***** Passage given *****

2005 Rafael Nadal tennis season
- Full name: Rafael Nadal Parera
- Country: Spain
- Calendar prize money: $3,874,751 (Singles $3,794,327, Doubles $80,424)

Singles
- Season record: 79–10
- Calendar titles: 11
- Year-end ranking: No. 2
- Ranking change from previous year: ▲49

Grand Slam & significant results
- Australian Open: 4R
- French Open: W
- Wimbledon: 2R
- US Open: 3R

= 2005 Rafael Nadal tennis season =

Statistics for Spanish tennis player

The 2005 Rafael Nadal tennis season is regarded as one of the greatest seasons of all time by a teenager. Nadal won a career-best 11 singles titles, including then-season-record 4 Masters 1000 titles and his maiden Grand Slam title at the French Open on his first attempt, making him the first teenager since Pete Sampras (1990 US Open) to win a major. He finished the year with 79 calendar match wins, the most by any teenager in ATP Tour history, and the world No. 2 ranking. He was awarded the ATP Most Improved Player of the Year award.

== Australian Open ==
At the 2005 Australian Open, Nadal lost in the fourth round to eventual runner-up Lleyton Hewitt.

== Hard court ==
Nadal reached the final of the 2005 Miami Masters, and despite being two points from a straight-sets victory, he was defeated in five sets by Roger Federer.

*****

Objective A:
According to the passage on Nadal's 2005 season, who beat him in the fourth round of the 2005 Australian Open?
Objective B:
Echo back the part of the passage on Nadal's 2005 season starting with "Grand Slam &" and going on through "the Year award.".

***** Supplied records *****

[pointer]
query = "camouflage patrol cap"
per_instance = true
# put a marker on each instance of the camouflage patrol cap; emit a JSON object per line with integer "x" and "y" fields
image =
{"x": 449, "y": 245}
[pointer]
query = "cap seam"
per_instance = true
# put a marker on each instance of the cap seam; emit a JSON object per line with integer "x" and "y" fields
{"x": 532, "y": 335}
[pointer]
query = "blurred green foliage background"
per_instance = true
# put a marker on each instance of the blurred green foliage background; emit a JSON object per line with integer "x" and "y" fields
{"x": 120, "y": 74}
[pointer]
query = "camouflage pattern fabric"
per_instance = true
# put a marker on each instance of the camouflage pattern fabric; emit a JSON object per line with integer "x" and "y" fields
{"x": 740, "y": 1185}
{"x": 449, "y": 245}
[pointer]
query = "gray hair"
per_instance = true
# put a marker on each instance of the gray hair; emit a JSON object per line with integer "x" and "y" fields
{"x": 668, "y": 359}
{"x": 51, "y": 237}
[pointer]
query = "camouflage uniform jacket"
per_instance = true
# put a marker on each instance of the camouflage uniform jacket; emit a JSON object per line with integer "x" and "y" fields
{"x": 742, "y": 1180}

*****

Complete response A:
Lleyton Hewitt

Complete response B:
Grand Slam & significant results
- Australian Open: 4R
- French Open: W
- Wimbledon: 2R
- US Open: 3R

= 2005 Rafael Nadal tennis season =

Statistics for Spanish tennis player

The 2005 Rafael Nadal tennis season is regarded as one of the greatest seasons of all time by a teenager. Nadal won a career-best 11 singles titles, including then-season-record 4 Masters 1000 titles and his maiden Grand Slam title at the French Open on his first attempt, making him the first teenager since Pete Sampras (1990 US Open) to win a major. He finished the year with 79 calendar match wins, the most by any teenager in ATP Tour history, and the world No. 2 ranking. He was awarded the ATP Most Improved Player of the Year award.